— Begin Records to process —

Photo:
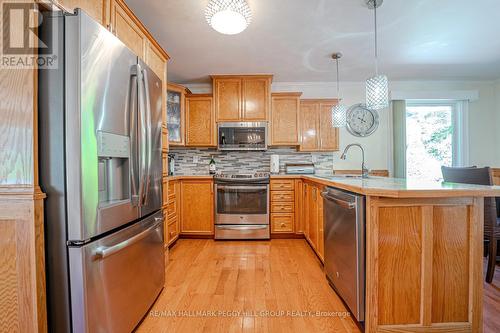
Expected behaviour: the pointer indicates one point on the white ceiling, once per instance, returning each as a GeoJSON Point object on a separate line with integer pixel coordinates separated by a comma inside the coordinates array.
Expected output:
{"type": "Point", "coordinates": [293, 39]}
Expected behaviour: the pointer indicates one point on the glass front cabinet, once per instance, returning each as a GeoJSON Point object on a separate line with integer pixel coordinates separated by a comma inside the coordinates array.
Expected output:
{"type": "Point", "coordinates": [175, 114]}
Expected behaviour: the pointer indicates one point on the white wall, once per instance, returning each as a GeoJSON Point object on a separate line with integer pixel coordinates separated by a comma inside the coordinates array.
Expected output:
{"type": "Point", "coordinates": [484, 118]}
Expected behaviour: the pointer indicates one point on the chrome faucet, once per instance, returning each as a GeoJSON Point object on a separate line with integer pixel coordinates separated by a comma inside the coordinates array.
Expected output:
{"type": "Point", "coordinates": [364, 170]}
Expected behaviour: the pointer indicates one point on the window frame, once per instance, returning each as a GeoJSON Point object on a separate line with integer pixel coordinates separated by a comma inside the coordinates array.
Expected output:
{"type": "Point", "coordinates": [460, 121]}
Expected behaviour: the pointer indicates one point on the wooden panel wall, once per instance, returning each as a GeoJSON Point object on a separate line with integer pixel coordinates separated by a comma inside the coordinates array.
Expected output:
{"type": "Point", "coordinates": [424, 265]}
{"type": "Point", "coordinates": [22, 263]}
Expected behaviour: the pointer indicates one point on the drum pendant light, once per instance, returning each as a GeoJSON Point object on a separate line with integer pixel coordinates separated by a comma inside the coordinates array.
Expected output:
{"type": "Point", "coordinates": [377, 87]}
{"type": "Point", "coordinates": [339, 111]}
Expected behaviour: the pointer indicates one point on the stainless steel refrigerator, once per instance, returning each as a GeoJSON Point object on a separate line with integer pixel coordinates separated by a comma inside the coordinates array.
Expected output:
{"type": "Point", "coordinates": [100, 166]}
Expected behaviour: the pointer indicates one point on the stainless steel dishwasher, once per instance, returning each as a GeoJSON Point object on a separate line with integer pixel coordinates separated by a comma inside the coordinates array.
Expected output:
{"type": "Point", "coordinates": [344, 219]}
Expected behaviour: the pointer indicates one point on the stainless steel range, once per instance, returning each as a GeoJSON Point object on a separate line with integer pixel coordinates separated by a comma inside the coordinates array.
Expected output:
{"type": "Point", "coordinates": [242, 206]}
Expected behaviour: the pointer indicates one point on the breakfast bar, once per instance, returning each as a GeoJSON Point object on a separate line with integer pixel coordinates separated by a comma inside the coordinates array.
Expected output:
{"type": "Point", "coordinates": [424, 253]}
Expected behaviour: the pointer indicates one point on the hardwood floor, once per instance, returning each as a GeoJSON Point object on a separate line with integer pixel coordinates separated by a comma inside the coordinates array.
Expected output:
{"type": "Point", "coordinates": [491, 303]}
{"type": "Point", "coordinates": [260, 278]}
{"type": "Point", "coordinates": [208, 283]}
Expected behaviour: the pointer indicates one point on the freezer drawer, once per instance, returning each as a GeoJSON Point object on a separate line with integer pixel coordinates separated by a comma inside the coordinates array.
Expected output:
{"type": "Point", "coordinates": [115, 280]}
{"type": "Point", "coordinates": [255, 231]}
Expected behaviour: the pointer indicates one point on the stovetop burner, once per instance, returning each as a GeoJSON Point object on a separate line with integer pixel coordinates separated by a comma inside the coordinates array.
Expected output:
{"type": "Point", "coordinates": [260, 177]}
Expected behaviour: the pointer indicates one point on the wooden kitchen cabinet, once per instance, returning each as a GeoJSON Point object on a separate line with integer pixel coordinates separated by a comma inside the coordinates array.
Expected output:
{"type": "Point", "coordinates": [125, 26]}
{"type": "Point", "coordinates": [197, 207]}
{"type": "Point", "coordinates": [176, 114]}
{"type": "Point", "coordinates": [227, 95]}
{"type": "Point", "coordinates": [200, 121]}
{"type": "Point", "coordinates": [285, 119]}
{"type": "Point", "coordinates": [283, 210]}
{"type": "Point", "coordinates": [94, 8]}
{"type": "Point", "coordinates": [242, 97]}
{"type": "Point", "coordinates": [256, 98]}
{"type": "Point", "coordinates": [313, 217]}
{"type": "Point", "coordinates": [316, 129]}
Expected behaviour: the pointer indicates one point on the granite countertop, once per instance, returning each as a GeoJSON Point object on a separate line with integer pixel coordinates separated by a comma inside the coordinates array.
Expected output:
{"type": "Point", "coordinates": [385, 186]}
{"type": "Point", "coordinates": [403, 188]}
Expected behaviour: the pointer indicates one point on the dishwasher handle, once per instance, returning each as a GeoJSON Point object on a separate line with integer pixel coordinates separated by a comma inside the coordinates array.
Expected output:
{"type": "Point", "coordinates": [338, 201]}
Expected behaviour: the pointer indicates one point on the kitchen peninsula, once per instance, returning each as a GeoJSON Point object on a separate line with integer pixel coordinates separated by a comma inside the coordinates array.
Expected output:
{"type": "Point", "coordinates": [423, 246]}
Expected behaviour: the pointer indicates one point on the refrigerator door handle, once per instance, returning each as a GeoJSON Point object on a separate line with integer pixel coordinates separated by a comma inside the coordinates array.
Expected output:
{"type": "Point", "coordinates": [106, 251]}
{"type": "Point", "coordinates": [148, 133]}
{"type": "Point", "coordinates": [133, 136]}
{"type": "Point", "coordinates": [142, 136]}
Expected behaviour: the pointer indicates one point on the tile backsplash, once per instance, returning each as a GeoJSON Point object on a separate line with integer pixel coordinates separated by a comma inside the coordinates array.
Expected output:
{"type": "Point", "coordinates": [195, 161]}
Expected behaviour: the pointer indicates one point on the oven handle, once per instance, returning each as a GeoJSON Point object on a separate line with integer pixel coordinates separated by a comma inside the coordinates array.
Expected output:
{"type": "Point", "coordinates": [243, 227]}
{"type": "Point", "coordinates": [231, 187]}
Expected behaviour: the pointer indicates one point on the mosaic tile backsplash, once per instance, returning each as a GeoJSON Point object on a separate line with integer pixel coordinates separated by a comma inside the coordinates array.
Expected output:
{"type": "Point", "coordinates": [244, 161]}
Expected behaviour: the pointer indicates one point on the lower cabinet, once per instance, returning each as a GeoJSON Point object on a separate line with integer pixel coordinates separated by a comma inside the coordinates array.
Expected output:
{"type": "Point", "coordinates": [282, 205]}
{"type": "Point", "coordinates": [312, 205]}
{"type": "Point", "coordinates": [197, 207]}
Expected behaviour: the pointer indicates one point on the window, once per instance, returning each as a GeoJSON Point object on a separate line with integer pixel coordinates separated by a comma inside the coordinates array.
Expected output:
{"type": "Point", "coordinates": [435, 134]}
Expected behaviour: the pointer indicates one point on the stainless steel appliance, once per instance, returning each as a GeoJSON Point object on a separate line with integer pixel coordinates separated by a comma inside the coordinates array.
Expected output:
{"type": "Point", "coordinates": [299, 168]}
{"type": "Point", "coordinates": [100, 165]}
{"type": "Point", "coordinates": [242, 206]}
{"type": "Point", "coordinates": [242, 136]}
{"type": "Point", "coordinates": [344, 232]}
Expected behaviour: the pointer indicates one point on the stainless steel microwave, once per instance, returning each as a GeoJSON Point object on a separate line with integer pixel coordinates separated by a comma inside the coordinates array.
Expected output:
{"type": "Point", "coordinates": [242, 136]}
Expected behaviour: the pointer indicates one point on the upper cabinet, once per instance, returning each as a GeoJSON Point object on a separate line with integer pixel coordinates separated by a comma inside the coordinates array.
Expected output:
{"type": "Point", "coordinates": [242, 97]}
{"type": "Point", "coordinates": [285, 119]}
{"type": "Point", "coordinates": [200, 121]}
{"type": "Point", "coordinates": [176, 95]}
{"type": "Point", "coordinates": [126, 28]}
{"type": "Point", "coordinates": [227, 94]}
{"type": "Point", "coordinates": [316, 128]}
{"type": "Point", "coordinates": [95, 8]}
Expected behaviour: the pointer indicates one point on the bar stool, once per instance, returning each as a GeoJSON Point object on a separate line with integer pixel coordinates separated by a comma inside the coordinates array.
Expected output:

— End Records to process —

▶ **Problem description**
Quote exactly the line containing "the window, once" and every later line through the end of the listing, and no other lines.

▶ **Answer to the exercise**
Expected behaviour: the pointer indicates one point on the window, once per instance, returning each as a GeoJSON Point object on a separate line with integer pixel coordinates separated by a comma inside the coordinates array.
Expected output:
{"type": "Point", "coordinates": [435, 134]}
Expected behaviour: the pointer indicates one point on the stainless steel appliance, once per instance, returning each as a GeoJSON Point object on a separate line with integer pixel coordinates separated by a comma inside the coordinates array.
Expected output:
{"type": "Point", "coordinates": [299, 168]}
{"type": "Point", "coordinates": [100, 165]}
{"type": "Point", "coordinates": [242, 206]}
{"type": "Point", "coordinates": [242, 136]}
{"type": "Point", "coordinates": [344, 232]}
Expected behaviour: the pointer indicates one point on the stainless steel microwave, once per instance, returning each as a GeoJSON Point object on a separate line with integer pixel coordinates separated by a comma inside the coordinates array.
Expected output:
{"type": "Point", "coordinates": [242, 136]}
Expected behaviour: the pointer indicates one point on the upper cabinet, once per instance, returning each as a GeoJSON Point object on a separate line with integer pixel coordinates separated by a comma inside the coordinates array.
Expected output:
{"type": "Point", "coordinates": [242, 97]}
{"type": "Point", "coordinates": [285, 119]}
{"type": "Point", "coordinates": [200, 121]}
{"type": "Point", "coordinates": [176, 95]}
{"type": "Point", "coordinates": [126, 28]}
{"type": "Point", "coordinates": [227, 94]}
{"type": "Point", "coordinates": [316, 128]}
{"type": "Point", "coordinates": [95, 8]}
Expected behaviour: the pointer indicates one point on the bar stool, once per instance, returning each as a GeoJSON Point object on a separate line with integer pixel coordinates separated by a comma inside the coordinates array.
Expected output:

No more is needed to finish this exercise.